Among the entries below, find the lines holding "coordinates" and copy them.

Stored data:

####

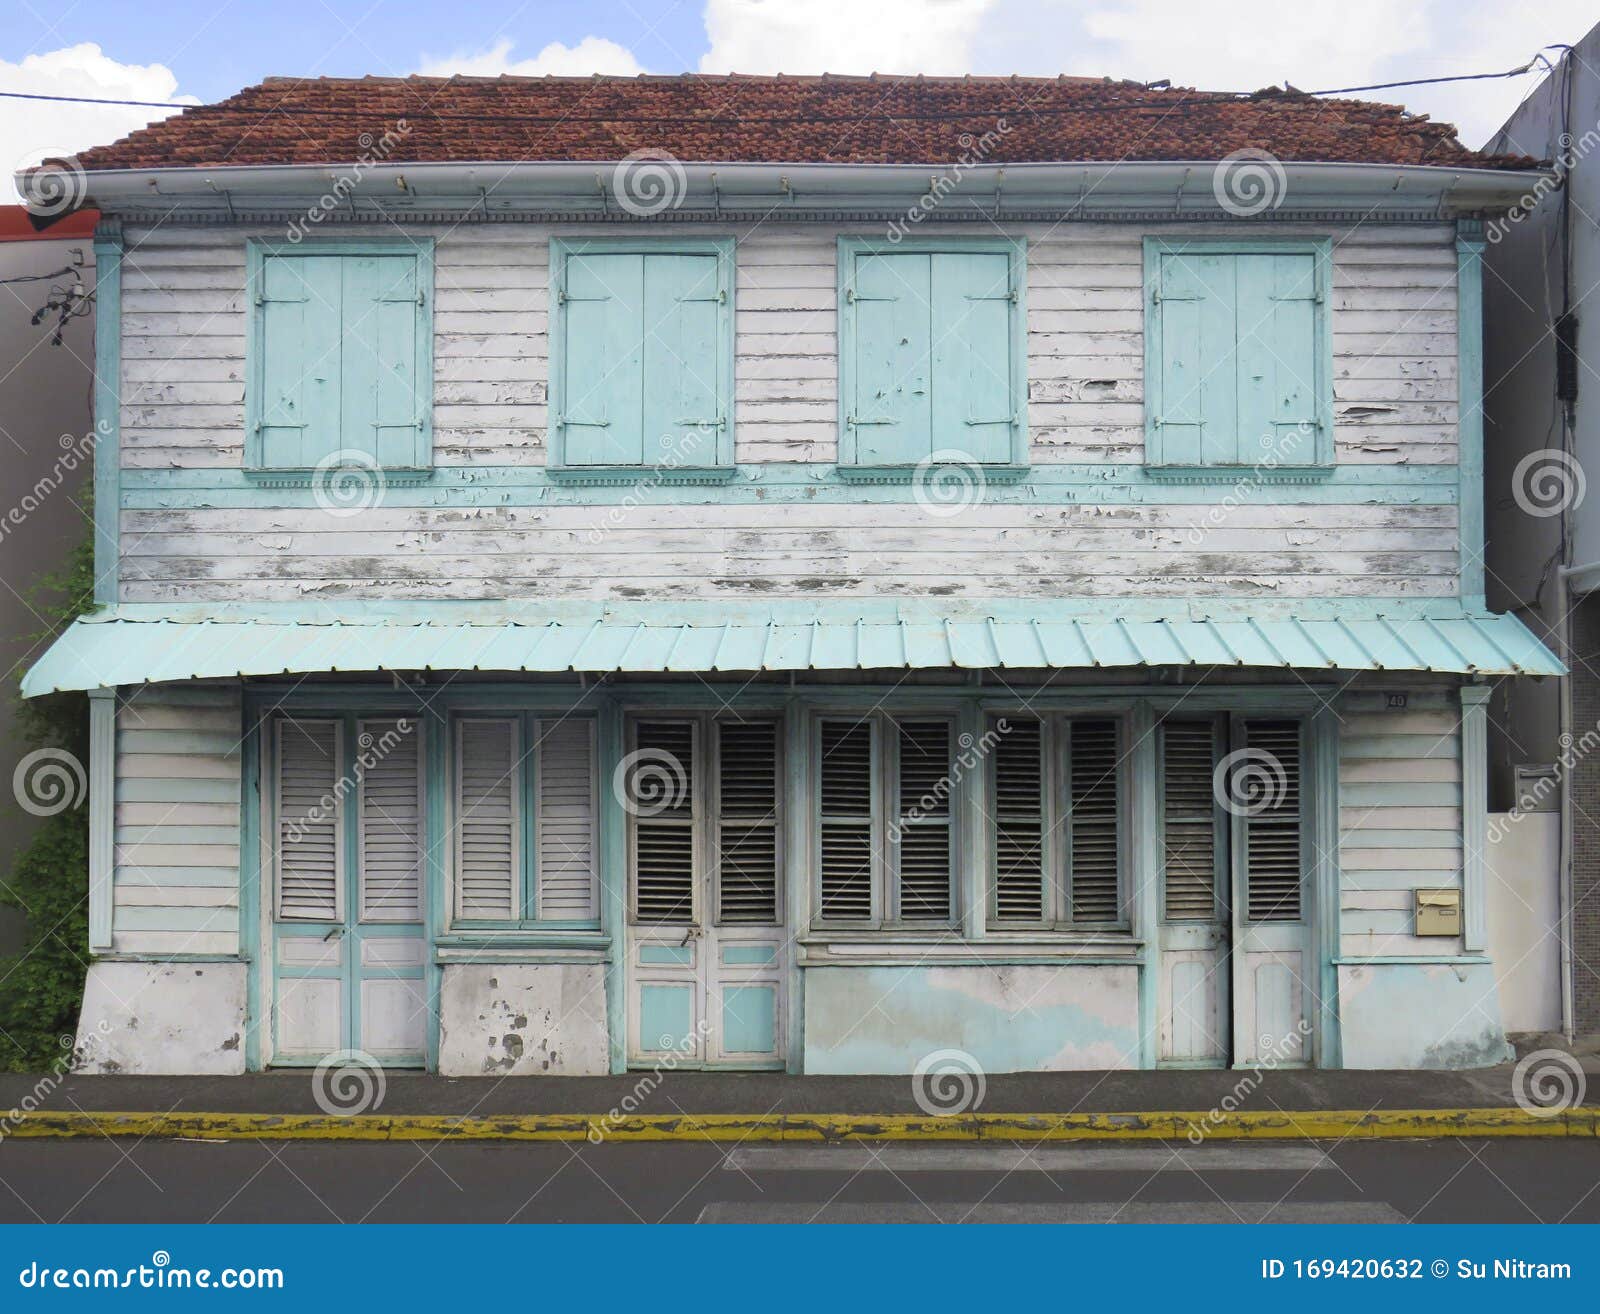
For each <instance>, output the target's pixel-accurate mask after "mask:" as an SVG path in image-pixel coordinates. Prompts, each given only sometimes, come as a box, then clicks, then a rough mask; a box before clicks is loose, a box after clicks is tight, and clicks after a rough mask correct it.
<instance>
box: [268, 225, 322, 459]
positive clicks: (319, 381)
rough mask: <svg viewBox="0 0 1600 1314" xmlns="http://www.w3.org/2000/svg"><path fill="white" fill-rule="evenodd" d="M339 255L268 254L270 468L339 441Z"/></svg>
mask: <svg viewBox="0 0 1600 1314" xmlns="http://www.w3.org/2000/svg"><path fill="white" fill-rule="evenodd" d="M341 306H342V291H341V269H339V258H338V256H315V258H304V256H267V258H266V259H264V261H262V266H261V286H259V290H258V315H259V318H258V325H259V335H258V341H256V351H258V352H261V360H259V363H258V378H259V381H261V384H259V386H261V405H259V410H258V411H256V421H254V423H256V442H258V448H256V450H258V451H259V459H261V464H262V466H266V467H269V469H307V467H310V466H315V464H317V461H320V459H322V458H323V456H326V455H328V453H330V451H336V450H338V448H339V447H341V442H339V317H341Z"/></svg>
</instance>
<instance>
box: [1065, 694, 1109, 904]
mask: <svg viewBox="0 0 1600 1314" xmlns="http://www.w3.org/2000/svg"><path fill="white" fill-rule="evenodd" d="M1067 751H1069V763H1070V765H1069V773H1067V775H1069V784H1070V799H1069V803H1070V840H1072V850H1070V851H1072V859H1070V872H1069V874H1070V890H1072V920H1074V922H1080V923H1107V922H1118V920H1122V856H1120V851H1118V850H1120V843H1118V840H1120V832H1122V826H1120V807H1118V802H1120V792H1122V791H1120V787H1118V783H1120V776H1122V771H1120V757H1122V754H1120V746H1118V735H1117V722H1115V720H1074V722H1070V727H1069V741H1067Z"/></svg>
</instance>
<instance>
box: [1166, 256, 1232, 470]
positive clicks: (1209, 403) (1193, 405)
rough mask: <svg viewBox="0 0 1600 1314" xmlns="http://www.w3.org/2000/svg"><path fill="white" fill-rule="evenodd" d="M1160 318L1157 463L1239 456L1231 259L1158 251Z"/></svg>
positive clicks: (1226, 460) (1221, 462)
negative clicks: (1238, 452)
mask: <svg viewBox="0 0 1600 1314" xmlns="http://www.w3.org/2000/svg"><path fill="white" fill-rule="evenodd" d="M1154 294H1155V299H1157V306H1158V315H1160V323H1158V328H1157V333H1158V338H1160V362H1158V363H1160V397H1158V399H1152V402H1154V405H1155V408H1157V415H1155V416H1152V419H1150V424H1152V427H1154V429H1155V431H1157V432H1155V435H1154V437H1155V445H1157V450H1158V458H1157V459H1158V461H1160V463H1162V464H1170V466H1210V464H1232V463H1234V461H1235V459H1237V451H1238V442H1237V427H1238V424H1237V415H1238V397H1237V383H1238V375H1237V370H1235V336H1234V333H1235V330H1234V314H1235V306H1234V256H1230V254H1218V253H1205V251H1184V253H1168V254H1163V256H1162V262H1160V282H1158V285H1157V288H1155V293H1154Z"/></svg>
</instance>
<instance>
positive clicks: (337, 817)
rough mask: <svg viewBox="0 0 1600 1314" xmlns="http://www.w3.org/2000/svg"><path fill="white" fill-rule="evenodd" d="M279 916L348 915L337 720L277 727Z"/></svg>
mask: <svg viewBox="0 0 1600 1314" xmlns="http://www.w3.org/2000/svg"><path fill="white" fill-rule="evenodd" d="M275 735H277V743H275V759H277V776H278V779H277V845H275V847H277V885H278V891H277V893H278V899H277V906H278V917H280V919H282V920H299V922H338V920H341V919H342V917H344V847H342V843H341V835H342V827H341V824H339V823H341V818H342V815H344V803H342V794H344V791H341V789H339V762H341V749H342V733H341V727H339V722H336V720H290V719H286V717H285V719H280V720H278V722H277V723H275Z"/></svg>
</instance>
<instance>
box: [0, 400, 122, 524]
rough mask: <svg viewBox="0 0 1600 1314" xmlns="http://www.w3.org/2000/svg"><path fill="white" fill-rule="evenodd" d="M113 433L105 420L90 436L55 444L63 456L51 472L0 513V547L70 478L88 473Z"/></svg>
mask: <svg viewBox="0 0 1600 1314" xmlns="http://www.w3.org/2000/svg"><path fill="white" fill-rule="evenodd" d="M109 432H110V421H106V419H102V421H101V423H99V424H96V426H94V431H93V432H90V434H62V435H61V437H59V439H58V440H56V443H58V445H59V447H61V453H59V455H58V456H56V459H54V463H51V466H50V469H48V471H46V472H45V474H42V475H40V477H38V479H37V480H34V487H32V488H29V490H26V491H24V493H22V496H21V498H18V499H16V503H13V504H11V506H10V507H6V509H5V511H3V512H0V543H3V541H5V539H6V536H8V535H10V533H11V530H19V528H21V527H22V525H24V523H27V519H29V517H30V515H32V514H34V512H35V511H38V509H40V507H42V506H43V504H45V503H46V501H48V499H50V498H53V496H54V495H56V493H59V491H61V488H62V487H64V485H66V482H67V479H69V477H70V475H75V474H77V472H78V471H83V469H88V467H90V466H91V464H93V461H94V450H96V448H98V447H99V442H101V439H102V437H106V435H107V434H109Z"/></svg>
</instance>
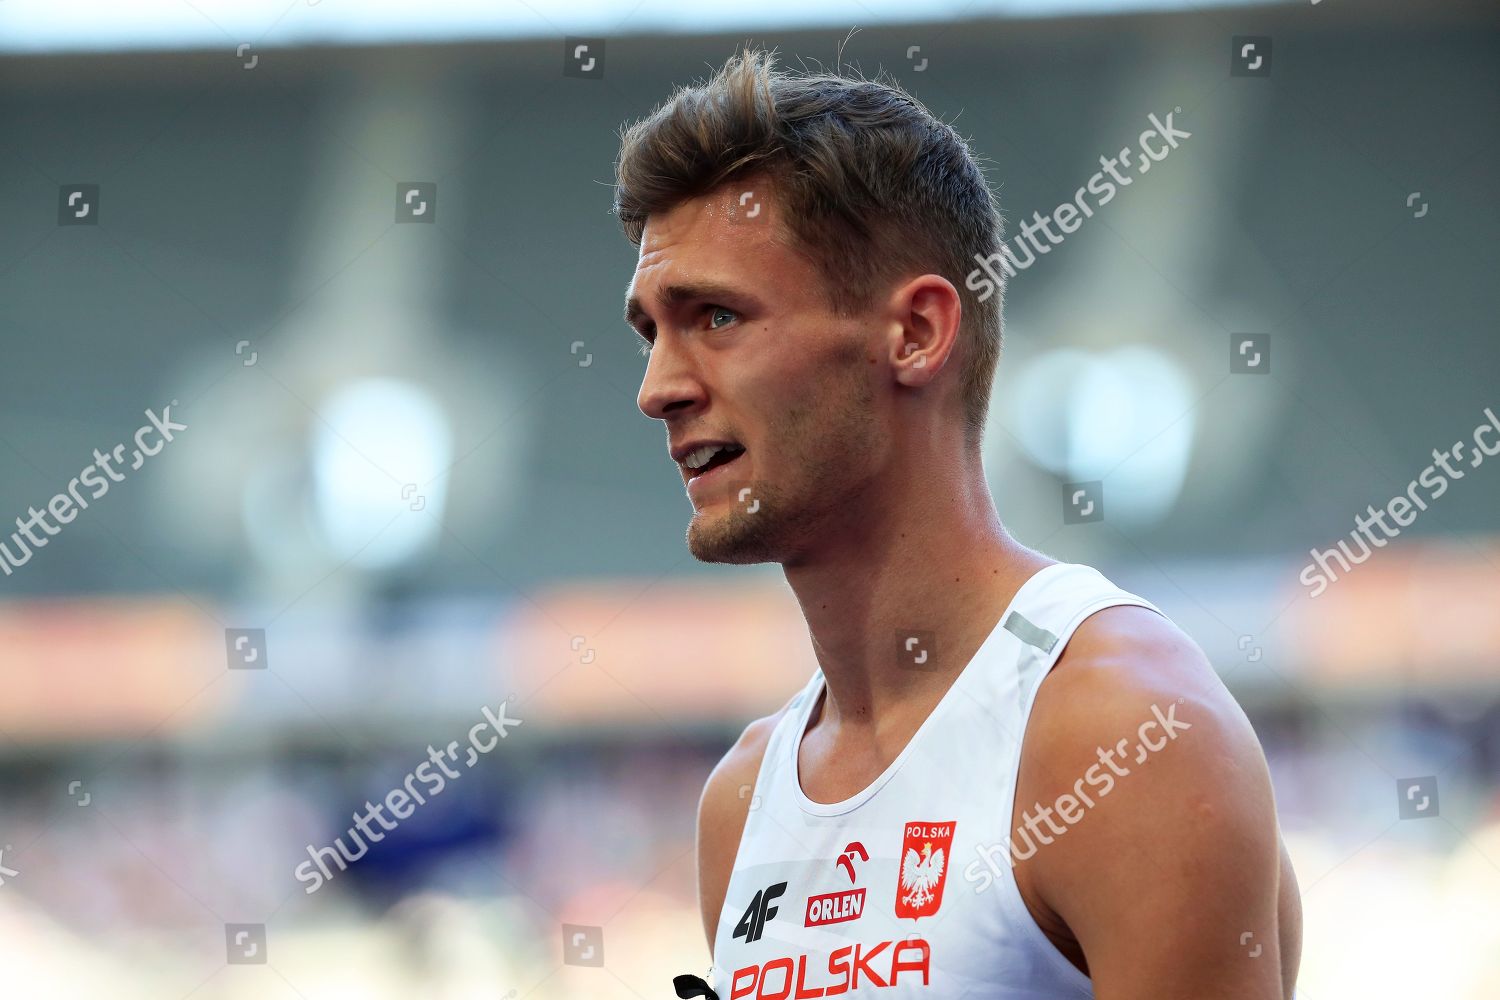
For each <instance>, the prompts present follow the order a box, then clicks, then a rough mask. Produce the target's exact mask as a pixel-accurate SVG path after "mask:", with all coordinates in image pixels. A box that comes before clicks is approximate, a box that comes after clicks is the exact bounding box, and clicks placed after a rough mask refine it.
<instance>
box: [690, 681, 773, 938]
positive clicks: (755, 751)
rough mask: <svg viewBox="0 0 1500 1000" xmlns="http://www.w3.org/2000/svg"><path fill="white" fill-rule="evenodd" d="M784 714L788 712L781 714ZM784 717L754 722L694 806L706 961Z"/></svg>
mask: <svg viewBox="0 0 1500 1000" xmlns="http://www.w3.org/2000/svg"><path fill="white" fill-rule="evenodd" d="M781 711H786V709H781ZM780 717H781V712H777V714H775V715H768V717H766V718H757V720H756V721H753V723H750V726H748V727H745V732H744V733H741V735H739V739H738V741H736V742H735V745H733V747H730V748H729V753H727V754H724V759H723V760H720V762H718V765H717V766H715V768H714V771H712V772H711V774H709V775H708V783H706V784H703V795H702V798H700V799H699V801H697V906H699V909H700V910H702V916H703V934H706V936H708V954H709V958H711V957H712V954H714V931H715V928H717V927H718V912H720V910H723V907H724V894H726V892H727V891H729V876H730V873H732V871H733V867H735V853H736V852H738V850H739V835H741V834H742V832H744V828H745V817H747V816H748V814H750V805H751V802H753V792H754V780H756V774H759V771H760V759H762V757H763V756H765V745H766V742H768V741H769V739H771V730H772V729H775V723H777V720H780Z"/></svg>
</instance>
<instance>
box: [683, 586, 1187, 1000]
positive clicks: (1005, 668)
mask: <svg viewBox="0 0 1500 1000" xmlns="http://www.w3.org/2000/svg"><path fill="white" fill-rule="evenodd" d="M1116 604H1134V606H1139V607H1148V609H1151V610H1154V612H1157V613H1158V615H1161V610H1160V609H1157V607H1155V606H1154V604H1151V603H1149V601H1146V600H1143V598H1140V597H1136V595H1134V594H1128V592H1127V591H1122V589H1119V588H1116V586H1115V585H1113V583H1110V582H1109V580H1107V579H1106V577H1104V576H1103V574H1101V573H1100V571H1098V570H1094V568H1092V567H1088V565H1082V564H1071V562H1058V564H1053V565H1049V567H1044V568H1041V570H1038V571H1037V573H1035V574H1034V576H1031V577H1029V579H1028V580H1026V582H1025V585H1022V588H1020V591H1017V594H1016V597H1014V598H1013V600H1011V604H1010V607H1007V609H1005V610H1004V612H1002V613H1001V616H999V619H998V621H996V624H995V628H993V630H992V631H990V634H989V637H986V640H984V643H983V645H981V646H980V649H978V651H977V652H975V654H974V658H972V660H971V661H969V663H968V666H966V667H965V669H963V672H962V673H960V675H959V678H957V679H956V681H954V684H953V687H951V688H950V690H948V691H947V694H944V697H942V700H941V702H939V703H938V706H936V708H935V709H933V712H932V714H930V715H929V717H927V720H926V721H924V723H922V724H921V727H919V729H918V730H916V733H915V735H913V736H912V739H910V742H909V744H907V745H906V747H904V748H903V750H901V753H900V754H898V756H897V757H895V760H892V762H891V765H889V766H888V768H886V769H885V772H883V774H880V777H877V778H876V780H874V781H871V783H870V784H868V787H865V789H864V790H862V792H859V793H856V795H853V796H852V798H849V799H844V801H843V802H832V804H822V802H813V801H811V799H808V798H807V796H805V795H802V789H801V783H799V781H798V777H796V756H798V747H799V744H801V738H802V735H804V733H805V730H807V721H808V718H810V715H811V711H813V708H814V705H816V703H817V700H819V696H820V694H822V690H823V676H822V672H820V670H817V672H814V673H813V676H811V679H810V681H808V684H807V687H805V688H802V691H801V693H799V694H798V696H796V699H795V700H793V702H792V703H790V705H789V708H787V711H786V712H784V714H783V717H781V718H780V721H778V723H777V726H775V729H774V730H772V733H771V739H769V742H768V744H766V748H765V757H763V759H762V762H760V771H759V774H757V777H756V784H754V792H753V795H751V799H750V811H748V814H747V820H745V828H744V834H742V835H741V838H739V849H738V852H736V855H735V867H733V874H732V876H730V879H729V891H727V895H726V898H724V906H723V910H721V913H720V916H718V927H717V933H715V936H714V966H712V972H711V976H712V979H711V984H712V987H714V990H715V993H717V994H718V997H720V1000H805V999H811V997H855V999H868V1000H918V999H924V1000H959V999H960V997H963V999H965V1000H1023V999H1025V1000H1074V999H1080V1000H1082V999H1085V997H1092V996H1094V988H1092V984H1091V981H1089V978H1088V976H1086V975H1083V973H1082V972H1079V969H1077V967H1074V966H1073V963H1070V961H1068V960H1067V958H1065V957H1064V955H1062V952H1059V951H1058V949H1056V948H1055V946H1053V943H1052V942H1050V940H1049V939H1047V937H1046V936H1044V934H1043V931H1041V928H1038V927H1037V924H1035V921H1034V919H1032V916H1031V913H1029V912H1028V910H1026V904H1025V903H1023V900H1022V895H1020V891H1019V888H1017V885H1016V879H1014V873H1013V870H1011V862H1010V858H1008V853H1010V852H1011V850H1016V856H1017V858H1028V856H1029V852H1026V850H1025V844H1023V841H1025V840H1026V834H1025V832H1017V834H1016V835H1014V846H1013V832H1011V829H1010V826H1011V814H1013V805H1014V799H1016V778H1017V772H1019V768H1020V745H1022V735H1023V733H1025V729H1026V720H1028V717H1029V715H1031V708H1032V702H1034V700H1035V697H1037V690H1038V687H1040V685H1041V681H1043V678H1044V676H1046V675H1047V672H1049V670H1050V669H1052V666H1053V664H1055V663H1056V661H1058V657H1059V655H1061V654H1062V649H1064V646H1065V645H1067V643H1068V639H1070V637H1071V636H1073V631H1074V630H1076V628H1077V627H1079V624H1080V622H1082V621H1083V619H1085V618H1088V616H1089V615H1092V613H1094V612H1098V610H1101V609H1104V607H1113V606H1116ZM933 642H941V637H938V639H936V640H935V639H933V637H932V636H924V634H921V633H916V634H913V636H910V637H907V639H906V642H904V643H898V645H904V646H906V649H904V652H906V654H907V655H909V657H910V660H909V664H910V669H913V670H919V669H921V663H922V661H924V660H926V657H924V652H926V651H924V648H922V646H924V643H927V645H932V643H933ZM1103 792H1107V789H1103V790H1100V793H1103ZM1034 847H1035V846H1034Z"/></svg>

####

→ Answer to the exercise
For each <instance>, output the target's pixel-accurate mask after "mask:" as an SVG path in image-pixel coordinates. Prompts, each given only sometimes, come as a box, then clicks, then a rough mask; a box before clicks is loose, a box after clicks is tight, and clicks after a rough mask correct it.
For each <instance>, the prompts present follow the order a box, then clicks, then a rough mask. Produce the target's exact mask as a pixel-accurate SVG path after "mask:", with all coordinates in image pixels. A box that comes before clicks is approximate, a box that comes after clicks is the exact bounding box, and clicks placed after a rough mask refine it.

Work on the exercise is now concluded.